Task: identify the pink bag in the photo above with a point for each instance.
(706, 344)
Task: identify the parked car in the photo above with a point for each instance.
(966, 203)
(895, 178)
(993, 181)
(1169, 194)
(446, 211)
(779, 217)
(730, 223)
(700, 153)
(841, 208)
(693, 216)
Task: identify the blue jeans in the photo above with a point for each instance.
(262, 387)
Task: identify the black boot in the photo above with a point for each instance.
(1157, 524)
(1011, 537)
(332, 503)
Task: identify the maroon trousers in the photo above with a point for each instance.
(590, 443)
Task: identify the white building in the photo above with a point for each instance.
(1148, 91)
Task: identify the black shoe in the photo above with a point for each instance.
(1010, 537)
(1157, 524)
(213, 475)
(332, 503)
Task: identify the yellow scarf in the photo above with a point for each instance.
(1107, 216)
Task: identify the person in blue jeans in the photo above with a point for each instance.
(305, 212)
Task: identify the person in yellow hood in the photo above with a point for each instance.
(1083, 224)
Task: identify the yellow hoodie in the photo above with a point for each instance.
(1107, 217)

--- WHAT TO WORK ON ---
Set the data down once more, exactly as it stands.

--- EXPECTED OUTPUT ---
Task: identify the pink bag in the photo above with a point for each instance.
(706, 344)
Task: identify the parked car in the photo above with a point for each instance.
(966, 203)
(895, 178)
(993, 181)
(1169, 194)
(446, 211)
(779, 217)
(730, 223)
(700, 153)
(841, 208)
(693, 216)
Task: identify the blue jeans in the photo above with a point for each instance.
(262, 387)
Task: identify the black boot in the photo above with a point for each instance.
(1157, 524)
(1011, 537)
(332, 503)
Task: identify the maroon trousers in the photo above with a point for each instance.
(590, 443)
Task: identify the white building in the photo above with a point for each instance.
(1148, 91)
Task: identify the black shoe in the photo above with a point for each instance.
(1010, 537)
(1157, 524)
(213, 475)
(332, 503)
Task: identify the yellow scarf in the photo above with a point for each instance.
(1107, 216)
Task: identify the person in blue jeans in the photo above with a point for each instance.
(305, 212)
Task: identify the person in yellow hood in the photo above with a point for each instance.
(1083, 224)
Task: identify the yellow hoodie in the photo above with a point for each instance.
(1107, 217)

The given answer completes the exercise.